Frithjof Schuon quotes - page 4
Frithjof Schuon was a Swiss philosopher, metaphysician, and spiritual writer renowned for his work on comparative religion. His teachings emphasized the transcendent unity of religions and the perennial philosophy underlying spiritual traditions. He is regarded as a major figure of the Traditionalist School and a profound exponent of metaphysical thought. Here are 112 of his quotes:
What animals and man have in common is, first of all, sensorial and instinctual intelligence, then the faculties of the senses, and finally basic feelings. What is proper to man alone is the intellect open to the Absolute; and also, owing to that very fact, reason, which extends the Intellect in the direction of relativity; and consequently it is the capacity for integral knowledge, for sacralization, and for ascension. Man shares with animals the wonder of subjectivity − but strangely a wonder that is not understood by the evolutionists; however, the subjectivity of animals is only partial, whereas that of man is total; the sense of the Absolute coincides with totality of intelligence.
Frithjof Schuon
Being absolute, the supreme Principle is ipso facto infinite; the masculine body accentuates the first aspect, and the feminine body the second. On the basis of these two hypostatic aspects, the divine Principle is the source of all possible perfection; in other words, being the Absolute and the Infinite, It is necessarily also Perfection or the Good. Now each of the two bodies, the masculine and the feminine, manifests modes of perfection which their respective gender evokes by definition; indeed, all cosmic qualities are divided into two complementary groups: the rigorous and the gentle, the active and the passive, the contractive and the expansive. The human body is an image of Deliverance: now the liberating way maybe either "virile" or "feminine", although it is not possible to have a strict line of demarcation between the two modes, for man (homo, anthropos) is always man; the non-material being that was the primordial androgyne survives in each of us.

» Work to do:
[A] On the Schuon quotes page, name the pairs into which all cosmic qualities are divided.
[B] Supply what comes next on the Schuon quotes page, beginning after its final sentence.
The listing that comes next has no connection to the Schuon quotes page.

» Material shown:
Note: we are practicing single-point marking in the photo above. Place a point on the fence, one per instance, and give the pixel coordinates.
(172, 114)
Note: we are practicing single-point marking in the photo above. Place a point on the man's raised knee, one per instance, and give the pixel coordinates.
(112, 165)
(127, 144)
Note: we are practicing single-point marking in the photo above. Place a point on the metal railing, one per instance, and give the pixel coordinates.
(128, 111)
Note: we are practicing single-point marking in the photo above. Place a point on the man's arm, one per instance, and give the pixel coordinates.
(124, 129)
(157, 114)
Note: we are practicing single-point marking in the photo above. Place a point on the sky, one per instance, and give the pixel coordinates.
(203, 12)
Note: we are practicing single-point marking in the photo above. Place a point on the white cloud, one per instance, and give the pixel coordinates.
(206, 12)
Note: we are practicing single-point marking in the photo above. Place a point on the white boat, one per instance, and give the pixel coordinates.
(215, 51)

---

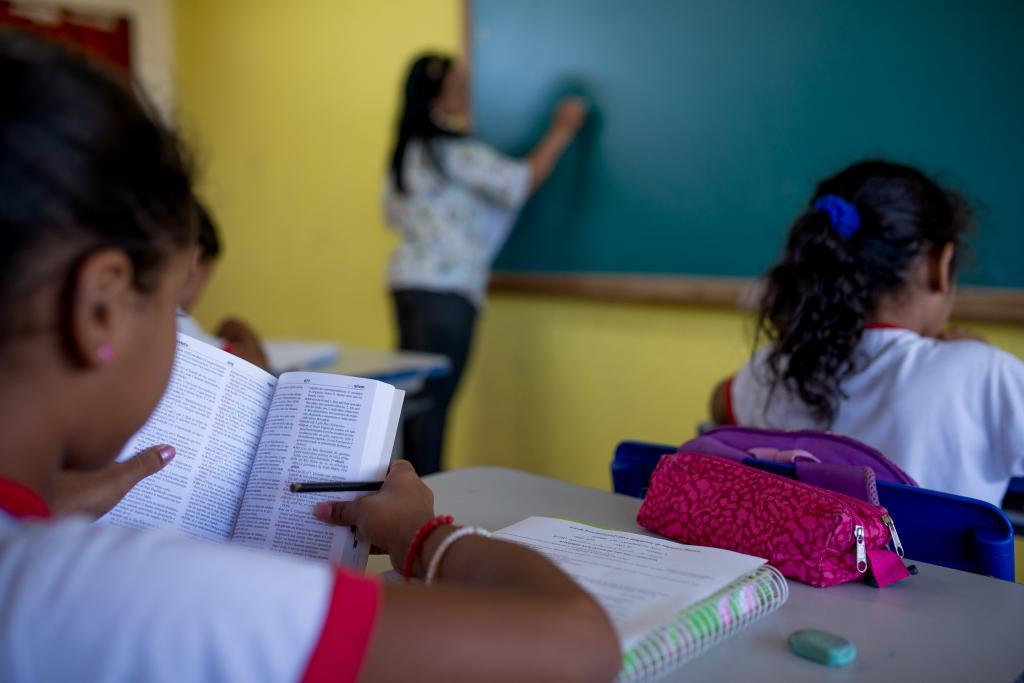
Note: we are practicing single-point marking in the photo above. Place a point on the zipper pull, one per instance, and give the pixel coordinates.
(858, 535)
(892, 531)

==

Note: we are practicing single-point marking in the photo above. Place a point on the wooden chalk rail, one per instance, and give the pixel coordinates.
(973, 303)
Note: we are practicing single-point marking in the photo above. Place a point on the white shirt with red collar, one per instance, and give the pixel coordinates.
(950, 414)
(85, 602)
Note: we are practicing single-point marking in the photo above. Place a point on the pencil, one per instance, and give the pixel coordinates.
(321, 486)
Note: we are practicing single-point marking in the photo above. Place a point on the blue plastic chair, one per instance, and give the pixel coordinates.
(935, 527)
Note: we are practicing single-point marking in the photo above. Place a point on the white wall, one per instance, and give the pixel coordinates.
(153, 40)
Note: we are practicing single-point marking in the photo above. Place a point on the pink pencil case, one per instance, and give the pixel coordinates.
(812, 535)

» Solved problems:
[A]
- the rigorous and the gentle
- the active and the passive
- the contractive and the expansive

[B]
Frithjof Schuon
The fundamental solution to the problem of the credibility of religious axioms, and consequently the quintessence of the proofs of God, lies in the ontological correspondence between the macrocosm and the microcosm, that is, in the fact that the microcosm has to mirror the macrocosm; in other words, the subjective dimension, taken in its totality, coincides with the objective dimension, from which the religious and metaphysical truths derive in the first place. What matters is to actualize this coincidence, and this is what Revelation does, in principle or de facto, by awakening, if not always direct intellection, at least the indirect intellection which is faith; credo ut intelligam.
Frithjof Schuon
We must distinguish between natural life, which is centrifugal, and supernatural life, which is centripetal; the first pulls the soul away from God and drives it into the world, whereas the second draws the soul away from the world and leads it back to God. Natural or centrifugal life comprises one effect which is dispersion and another which is compression: the profane or worldly man loses himself in the multitude of things, on the one hand, and becomes hardened in his passional attachments, on the other hand. The supernatural life, on the contrary, comprises one effect which is dilation and another which is concentration: the spiritual man is dilated towards the Interior, on the one hand, and is united to the Unique on the other hand, the one being the function of the other.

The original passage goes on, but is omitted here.